→ **Goal of the exercise**:
Show every line below where "reflection" can be found.

→ **Data provided**:
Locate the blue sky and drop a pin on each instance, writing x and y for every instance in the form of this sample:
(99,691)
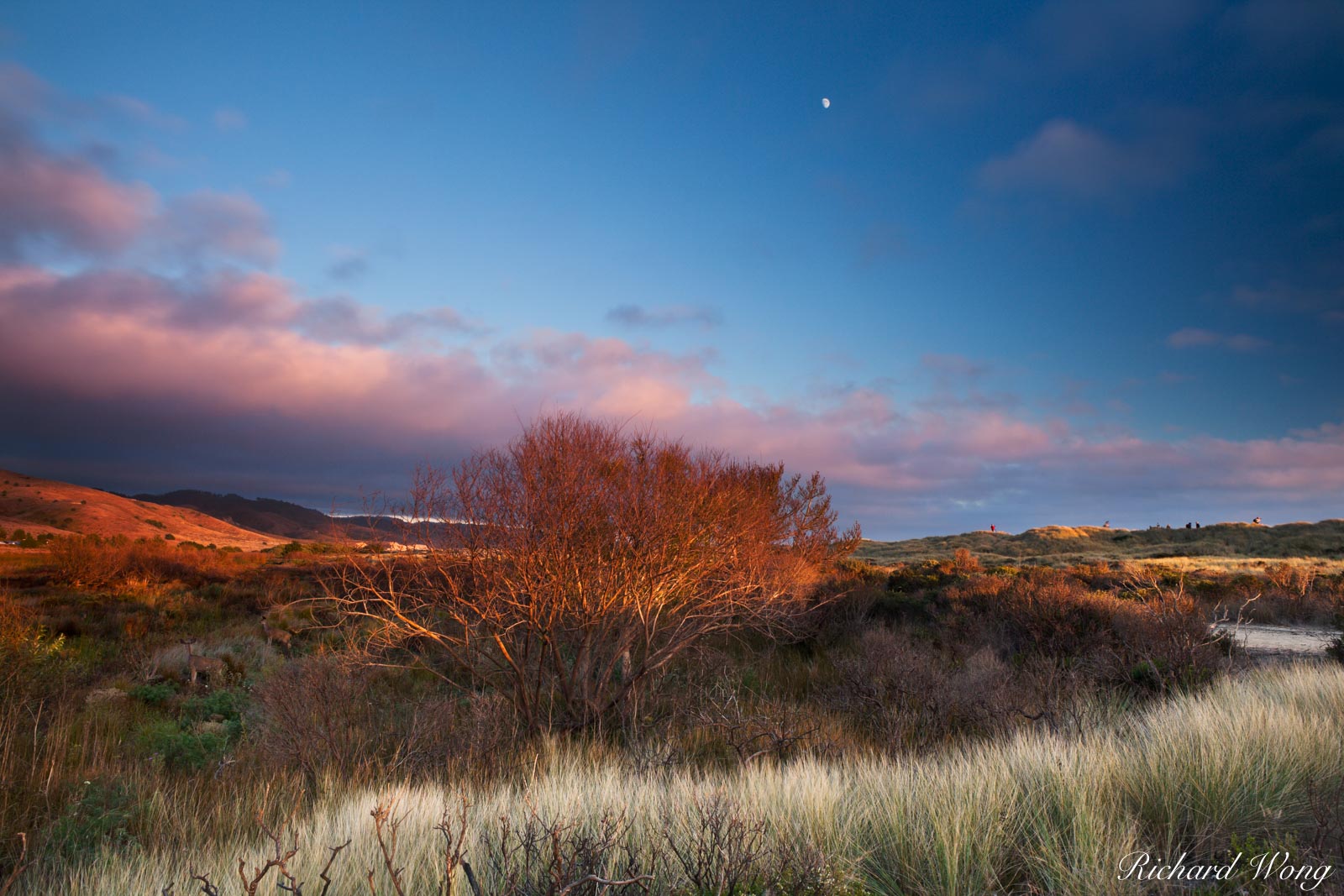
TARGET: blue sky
(1035,264)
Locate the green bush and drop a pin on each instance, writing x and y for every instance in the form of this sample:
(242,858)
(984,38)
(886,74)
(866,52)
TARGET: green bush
(100,817)
(183,750)
(228,705)
(155,694)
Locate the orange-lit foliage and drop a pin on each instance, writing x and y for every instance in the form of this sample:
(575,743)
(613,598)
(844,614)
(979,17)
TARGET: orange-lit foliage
(98,564)
(589,559)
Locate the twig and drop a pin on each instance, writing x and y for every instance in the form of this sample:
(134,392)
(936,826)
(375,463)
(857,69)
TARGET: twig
(19,867)
(595,879)
(327,882)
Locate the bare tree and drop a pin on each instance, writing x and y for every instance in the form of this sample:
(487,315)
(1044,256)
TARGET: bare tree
(570,567)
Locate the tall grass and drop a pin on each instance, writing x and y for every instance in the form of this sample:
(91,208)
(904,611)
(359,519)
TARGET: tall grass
(1035,812)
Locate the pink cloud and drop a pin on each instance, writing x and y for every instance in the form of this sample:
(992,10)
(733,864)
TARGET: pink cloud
(62,199)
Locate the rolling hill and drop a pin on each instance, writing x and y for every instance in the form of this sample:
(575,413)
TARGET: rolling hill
(1089,544)
(286,520)
(44,506)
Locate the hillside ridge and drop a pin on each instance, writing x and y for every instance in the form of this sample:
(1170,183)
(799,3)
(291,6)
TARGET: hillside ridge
(38,506)
(1092,543)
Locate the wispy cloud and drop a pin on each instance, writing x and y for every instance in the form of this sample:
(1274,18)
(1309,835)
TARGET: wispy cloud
(665,316)
(228,120)
(347,264)
(1072,159)
(1198,338)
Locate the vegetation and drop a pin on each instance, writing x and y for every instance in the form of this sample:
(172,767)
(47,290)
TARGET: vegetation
(588,562)
(1250,759)
(1063,544)
(705,698)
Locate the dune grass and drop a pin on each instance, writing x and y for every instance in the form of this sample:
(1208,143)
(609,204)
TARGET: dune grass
(1062,544)
(1037,812)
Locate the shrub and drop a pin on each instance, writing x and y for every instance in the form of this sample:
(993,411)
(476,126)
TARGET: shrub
(98,817)
(595,559)
(155,694)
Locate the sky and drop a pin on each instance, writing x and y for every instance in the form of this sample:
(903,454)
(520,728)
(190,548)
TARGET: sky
(1054,264)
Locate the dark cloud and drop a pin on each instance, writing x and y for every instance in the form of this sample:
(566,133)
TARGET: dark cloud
(1074,160)
(49,199)
(212,224)
(349,265)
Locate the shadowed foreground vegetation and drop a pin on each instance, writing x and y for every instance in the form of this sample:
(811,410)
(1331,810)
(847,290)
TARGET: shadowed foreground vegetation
(937,727)
(1252,763)
(642,667)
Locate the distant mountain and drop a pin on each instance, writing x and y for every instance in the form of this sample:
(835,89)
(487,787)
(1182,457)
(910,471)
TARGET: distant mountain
(1090,543)
(264,515)
(291,520)
(60,508)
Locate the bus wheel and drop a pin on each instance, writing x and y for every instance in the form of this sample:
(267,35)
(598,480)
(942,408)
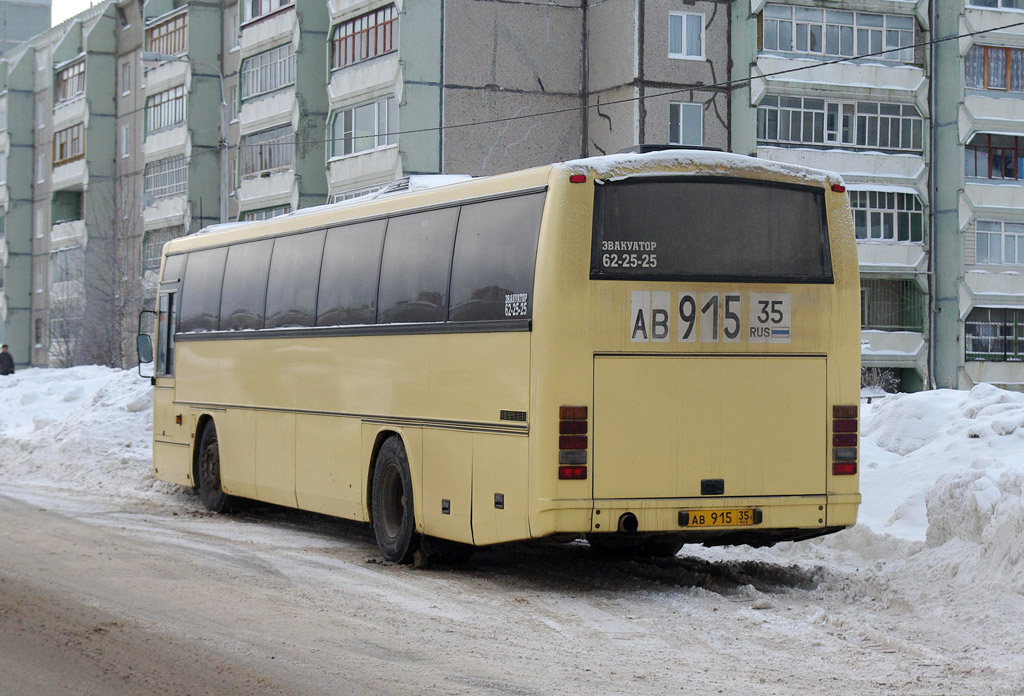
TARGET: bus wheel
(393,514)
(208,471)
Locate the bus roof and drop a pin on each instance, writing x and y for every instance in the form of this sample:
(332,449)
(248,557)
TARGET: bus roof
(426,191)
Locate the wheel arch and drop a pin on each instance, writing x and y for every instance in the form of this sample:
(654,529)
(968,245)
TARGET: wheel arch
(381,437)
(201,425)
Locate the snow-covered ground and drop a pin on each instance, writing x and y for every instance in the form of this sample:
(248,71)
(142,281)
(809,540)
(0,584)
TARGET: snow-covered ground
(940,535)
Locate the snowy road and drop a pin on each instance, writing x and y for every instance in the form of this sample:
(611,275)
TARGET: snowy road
(163,599)
(114,583)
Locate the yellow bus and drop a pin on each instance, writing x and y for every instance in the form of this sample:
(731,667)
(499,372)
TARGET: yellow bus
(643,350)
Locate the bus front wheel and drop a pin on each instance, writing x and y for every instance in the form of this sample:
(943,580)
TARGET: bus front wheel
(208,471)
(392,513)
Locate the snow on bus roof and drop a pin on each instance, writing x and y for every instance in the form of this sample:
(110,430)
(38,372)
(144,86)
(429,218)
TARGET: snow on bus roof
(612,167)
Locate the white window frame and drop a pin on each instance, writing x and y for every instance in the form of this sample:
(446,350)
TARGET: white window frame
(685,51)
(880,214)
(841,33)
(267,72)
(343,123)
(1006,241)
(126,78)
(166,177)
(676,117)
(840,124)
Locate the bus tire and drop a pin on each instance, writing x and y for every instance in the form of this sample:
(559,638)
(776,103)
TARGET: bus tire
(393,513)
(208,471)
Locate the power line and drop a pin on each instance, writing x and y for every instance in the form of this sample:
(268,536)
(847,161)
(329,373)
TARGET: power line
(727,84)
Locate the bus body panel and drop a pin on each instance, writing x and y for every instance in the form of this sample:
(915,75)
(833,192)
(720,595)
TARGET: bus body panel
(300,414)
(665,425)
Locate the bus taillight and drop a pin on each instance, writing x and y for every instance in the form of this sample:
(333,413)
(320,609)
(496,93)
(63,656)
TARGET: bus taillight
(844,440)
(572,428)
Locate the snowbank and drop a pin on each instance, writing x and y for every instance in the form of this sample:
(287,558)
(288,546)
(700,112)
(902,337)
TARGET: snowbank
(942,472)
(86,429)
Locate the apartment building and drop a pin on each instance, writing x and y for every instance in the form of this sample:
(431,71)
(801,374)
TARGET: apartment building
(979,196)
(168,116)
(20,20)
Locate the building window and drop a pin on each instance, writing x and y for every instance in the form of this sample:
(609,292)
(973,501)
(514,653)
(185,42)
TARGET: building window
(838,33)
(166,177)
(67,264)
(993,157)
(887,216)
(1001,4)
(126,78)
(994,334)
(685,124)
(264,213)
(999,244)
(70,83)
(169,37)
(891,305)
(364,38)
(866,125)
(267,150)
(254,9)
(366,127)
(994,68)
(69,144)
(353,193)
(686,36)
(165,109)
(267,72)
(153,247)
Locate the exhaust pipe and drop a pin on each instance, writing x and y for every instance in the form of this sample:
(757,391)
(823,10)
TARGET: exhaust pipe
(628,522)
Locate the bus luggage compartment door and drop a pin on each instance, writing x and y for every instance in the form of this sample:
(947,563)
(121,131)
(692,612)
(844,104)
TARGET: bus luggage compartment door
(665,424)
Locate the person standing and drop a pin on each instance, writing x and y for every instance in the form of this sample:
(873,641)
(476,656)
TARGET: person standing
(6,361)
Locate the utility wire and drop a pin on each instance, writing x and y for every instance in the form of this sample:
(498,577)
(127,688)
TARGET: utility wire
(730,84)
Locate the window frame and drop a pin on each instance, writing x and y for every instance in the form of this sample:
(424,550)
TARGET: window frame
(170,105)
(1001,333)
(69,144)
(170,35)
(681,106)
(168,176)
(273,75)
(386,105)
(69,82)
(841,123)
(684,53)
(1001,234)
(356,34)
(897,206)
(266,151)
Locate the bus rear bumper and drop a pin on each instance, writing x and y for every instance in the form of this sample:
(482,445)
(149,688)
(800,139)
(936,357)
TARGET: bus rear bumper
(758,521)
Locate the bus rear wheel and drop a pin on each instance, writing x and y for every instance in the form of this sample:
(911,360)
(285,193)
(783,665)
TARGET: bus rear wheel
(208,471)
(392,510)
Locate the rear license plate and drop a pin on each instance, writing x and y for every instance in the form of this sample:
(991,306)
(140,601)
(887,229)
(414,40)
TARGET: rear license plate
(719,518)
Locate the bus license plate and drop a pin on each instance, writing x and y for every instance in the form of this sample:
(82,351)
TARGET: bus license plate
(717,518)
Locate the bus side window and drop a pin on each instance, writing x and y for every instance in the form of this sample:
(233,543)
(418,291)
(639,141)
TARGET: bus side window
(201,291)
(291,291)
(415,267)
(348,274)
(167,319)
(244,296)
(495,254)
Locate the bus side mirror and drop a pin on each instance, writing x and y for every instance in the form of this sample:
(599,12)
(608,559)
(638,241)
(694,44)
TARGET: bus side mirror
(143,344)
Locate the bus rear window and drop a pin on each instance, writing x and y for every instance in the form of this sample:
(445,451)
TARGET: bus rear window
(710,229)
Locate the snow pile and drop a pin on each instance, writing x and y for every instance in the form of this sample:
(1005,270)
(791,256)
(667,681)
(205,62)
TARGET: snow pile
(946,468)
(84,429)
(942,472)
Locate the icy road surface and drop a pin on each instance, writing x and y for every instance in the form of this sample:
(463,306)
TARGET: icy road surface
(113,583)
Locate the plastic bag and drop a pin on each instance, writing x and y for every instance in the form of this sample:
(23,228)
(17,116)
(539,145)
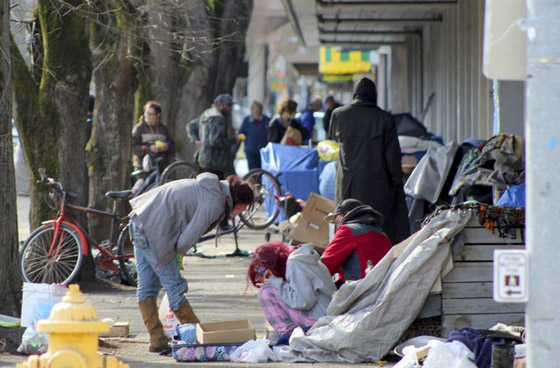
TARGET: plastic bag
(187,333)
(254,351)
(33,341)
(409,360)
(442,356)
(167,317)
(328,150)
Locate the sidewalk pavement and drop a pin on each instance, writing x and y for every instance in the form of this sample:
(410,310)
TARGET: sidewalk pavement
(218,291)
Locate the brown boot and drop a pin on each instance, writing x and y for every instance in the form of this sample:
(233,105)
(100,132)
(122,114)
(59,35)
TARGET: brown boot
(185,314)
(158,338)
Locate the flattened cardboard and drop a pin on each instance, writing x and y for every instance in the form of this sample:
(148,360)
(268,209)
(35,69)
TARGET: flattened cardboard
(225,332)
(311,226)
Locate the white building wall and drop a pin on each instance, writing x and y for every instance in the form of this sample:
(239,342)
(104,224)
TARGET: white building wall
(451,59)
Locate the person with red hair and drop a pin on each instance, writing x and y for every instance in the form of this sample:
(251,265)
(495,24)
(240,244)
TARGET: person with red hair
(295,289)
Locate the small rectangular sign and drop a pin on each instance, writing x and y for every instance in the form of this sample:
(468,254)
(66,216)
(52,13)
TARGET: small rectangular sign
(511,276)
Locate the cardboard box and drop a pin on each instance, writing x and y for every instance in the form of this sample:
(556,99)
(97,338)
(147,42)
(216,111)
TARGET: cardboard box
(311,226)
(225,332)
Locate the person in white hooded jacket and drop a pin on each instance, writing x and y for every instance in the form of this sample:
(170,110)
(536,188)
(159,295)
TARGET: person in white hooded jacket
(295,288)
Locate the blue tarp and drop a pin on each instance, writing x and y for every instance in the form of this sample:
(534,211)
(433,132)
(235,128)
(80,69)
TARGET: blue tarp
(295,167)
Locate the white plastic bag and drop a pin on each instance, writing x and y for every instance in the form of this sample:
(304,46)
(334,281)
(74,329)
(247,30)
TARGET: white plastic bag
(442,356)
(254,351)
(167,317)
(33,341)
(409,360)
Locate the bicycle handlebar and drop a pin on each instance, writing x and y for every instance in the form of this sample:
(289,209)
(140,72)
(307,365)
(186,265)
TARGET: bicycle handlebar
(51,182)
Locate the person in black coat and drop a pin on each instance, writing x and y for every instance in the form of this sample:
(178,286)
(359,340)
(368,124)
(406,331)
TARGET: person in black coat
(331,104)
(369,167)
(285,118)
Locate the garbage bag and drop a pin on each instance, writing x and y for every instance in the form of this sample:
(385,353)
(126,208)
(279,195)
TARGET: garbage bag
(33,341)
(442,356)
(167,317)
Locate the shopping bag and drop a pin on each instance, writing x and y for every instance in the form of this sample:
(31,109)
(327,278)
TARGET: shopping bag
(167,317)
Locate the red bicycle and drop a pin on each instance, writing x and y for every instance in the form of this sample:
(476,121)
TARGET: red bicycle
(54,252)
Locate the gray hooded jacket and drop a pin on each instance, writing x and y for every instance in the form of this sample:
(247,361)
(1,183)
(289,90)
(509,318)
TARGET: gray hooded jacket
(174,216)
(308,285)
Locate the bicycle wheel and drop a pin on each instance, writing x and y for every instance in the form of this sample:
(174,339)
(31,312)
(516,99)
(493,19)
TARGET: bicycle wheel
(267,203)
(178,170)
(127,262)
(62,266)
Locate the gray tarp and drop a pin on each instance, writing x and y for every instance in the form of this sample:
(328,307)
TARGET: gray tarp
(428,178)
(367,317)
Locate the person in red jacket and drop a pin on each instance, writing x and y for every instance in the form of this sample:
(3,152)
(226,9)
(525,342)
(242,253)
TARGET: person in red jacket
(358,240)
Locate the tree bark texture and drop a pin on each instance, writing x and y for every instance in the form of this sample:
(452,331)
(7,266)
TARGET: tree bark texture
(51,111)
(115,48)
(10,280)
(63,93)
(52,107)
(207,51)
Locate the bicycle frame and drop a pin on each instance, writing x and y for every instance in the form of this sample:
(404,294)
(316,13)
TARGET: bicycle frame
(63,218)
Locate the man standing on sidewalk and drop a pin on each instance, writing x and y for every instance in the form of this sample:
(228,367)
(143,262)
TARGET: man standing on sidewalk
(213,136)
(369,167)
(167,221)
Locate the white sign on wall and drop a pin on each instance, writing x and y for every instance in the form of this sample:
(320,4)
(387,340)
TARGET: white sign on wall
(511,276)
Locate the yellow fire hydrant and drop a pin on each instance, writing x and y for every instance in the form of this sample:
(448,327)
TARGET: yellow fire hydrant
(74,328)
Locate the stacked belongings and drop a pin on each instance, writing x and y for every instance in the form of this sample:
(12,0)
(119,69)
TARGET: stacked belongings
(485,173)
(367,317)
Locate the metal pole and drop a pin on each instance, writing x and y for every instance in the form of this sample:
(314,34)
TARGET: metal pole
(543,182)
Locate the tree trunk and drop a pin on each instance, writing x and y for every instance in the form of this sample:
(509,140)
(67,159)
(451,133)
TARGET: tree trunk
(109,149)
(10,280)
(216,52)
(52,113)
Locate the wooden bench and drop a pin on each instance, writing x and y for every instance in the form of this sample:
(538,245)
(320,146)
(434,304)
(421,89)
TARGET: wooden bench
(466,299)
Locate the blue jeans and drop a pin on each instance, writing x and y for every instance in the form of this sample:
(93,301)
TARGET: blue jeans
(152,275)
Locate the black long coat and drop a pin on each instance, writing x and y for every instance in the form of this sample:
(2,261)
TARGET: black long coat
(370,159)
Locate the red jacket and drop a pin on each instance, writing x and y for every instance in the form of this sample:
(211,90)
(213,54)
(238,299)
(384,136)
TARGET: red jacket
(353,245)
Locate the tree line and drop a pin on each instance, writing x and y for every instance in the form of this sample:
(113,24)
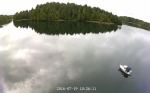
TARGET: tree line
(4,19)
(135,22)
(67,27)
(70,11)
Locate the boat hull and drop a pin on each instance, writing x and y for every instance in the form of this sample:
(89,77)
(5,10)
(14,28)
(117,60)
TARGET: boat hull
(123,69)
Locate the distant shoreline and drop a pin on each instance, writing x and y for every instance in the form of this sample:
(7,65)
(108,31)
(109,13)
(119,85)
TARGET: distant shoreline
(61,20)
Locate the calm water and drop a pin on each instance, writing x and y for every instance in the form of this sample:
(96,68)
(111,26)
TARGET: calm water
(43,57)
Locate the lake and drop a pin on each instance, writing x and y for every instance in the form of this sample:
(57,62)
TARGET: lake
(73,57)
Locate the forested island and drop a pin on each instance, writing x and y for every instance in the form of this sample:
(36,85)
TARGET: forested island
(65,27)
(55,11)
(135,22)
(4,19)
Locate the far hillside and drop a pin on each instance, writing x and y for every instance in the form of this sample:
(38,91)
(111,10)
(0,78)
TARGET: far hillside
(135,22)
(60,11)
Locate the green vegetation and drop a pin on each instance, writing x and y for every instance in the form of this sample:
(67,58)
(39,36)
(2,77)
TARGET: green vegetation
(70,11)
(4,19)
(135,22)
(66,27)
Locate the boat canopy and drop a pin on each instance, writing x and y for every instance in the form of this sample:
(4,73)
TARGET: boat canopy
(128,69)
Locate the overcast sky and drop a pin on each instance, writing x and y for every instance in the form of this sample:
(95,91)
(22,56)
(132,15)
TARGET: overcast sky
(133,8)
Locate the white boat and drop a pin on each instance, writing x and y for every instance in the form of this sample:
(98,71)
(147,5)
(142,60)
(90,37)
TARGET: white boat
(126,69)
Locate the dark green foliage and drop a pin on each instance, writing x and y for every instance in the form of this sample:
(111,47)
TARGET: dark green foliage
(70,11)
(135,22)
(4,19)
(67,27)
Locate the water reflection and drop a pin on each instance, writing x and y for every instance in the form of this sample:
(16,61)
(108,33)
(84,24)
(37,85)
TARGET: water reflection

→ **Answer box**:
Locate the water reflection and drop a pin on each instance, writing x and y for every instance in the form of this sample:
TARGET: water reflection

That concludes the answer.